## [Stated exercise]
In the passage below on stability testing of the skin-like photodetector, rewrite everything from "Last, to verify" down to "S25 to S28).", renaming "photodetector" to "photosensor" wherever it occurs.

## [Passage provided]

Last, to verify the mechanical and environmental stability of the skin-like QD/a-IGZO photodetector, long-term lifetime and bending/cycling tests were carried out. By passivating the device with a poly(methyl methacrylate) (PMMA) layer having a thickness of ~200 nm, the photosensitivity, photodetectivity, and the photocurrent show only a small variation (<10%) even after 30 days of air exposure compared to the unpassivated devices (fig. S24). In addition, the photoresponse characteristics of the skin-like QD/a-IGZO photodetector was stable under various bending (bending radius down to ~150 μm) and cyclic conditions (0 to 1000 times), without showing any visible mechanical cracks or damages and changes in optoelectronic performances (figs. S25 to S28).

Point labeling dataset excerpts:
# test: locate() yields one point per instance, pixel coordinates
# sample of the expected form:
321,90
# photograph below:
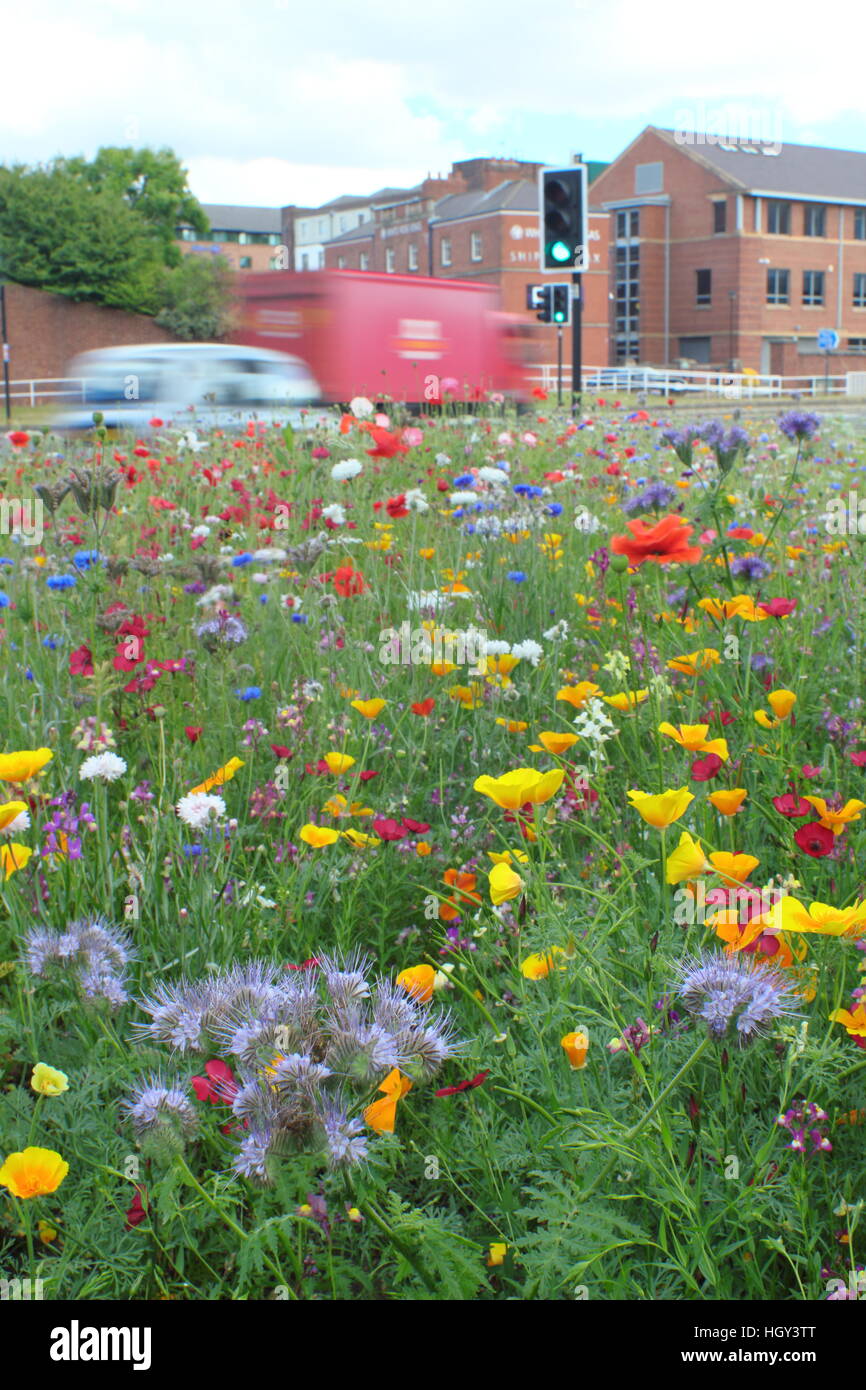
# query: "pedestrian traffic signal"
563,217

## [Solution]
Last, to verify the mechanical and environmental stability of the skin-like QD/a-IGZO photosensor, long-term lifetime and bending/cycling tests were carried out. By passivating the device with a poly(methyl methacrylate) (PMMA) layer having a thickness of ~200 nm, the photosensitivity, photodetectivity, and the photocurrent show only a small variation (<10%) even after 30 days of air exposure compared to the unpassivated devices (fig. S24). In addition, the photoresponse characteristics of the skin-like QD/a-IGZO photosensor was stable under various bending (bending radius down to ~150 μm) and cyclic conditions (0 to 1000 times), without showing any visible mechanical cracks or damages and changes in optoelectronic performances (figs. S25 to S28).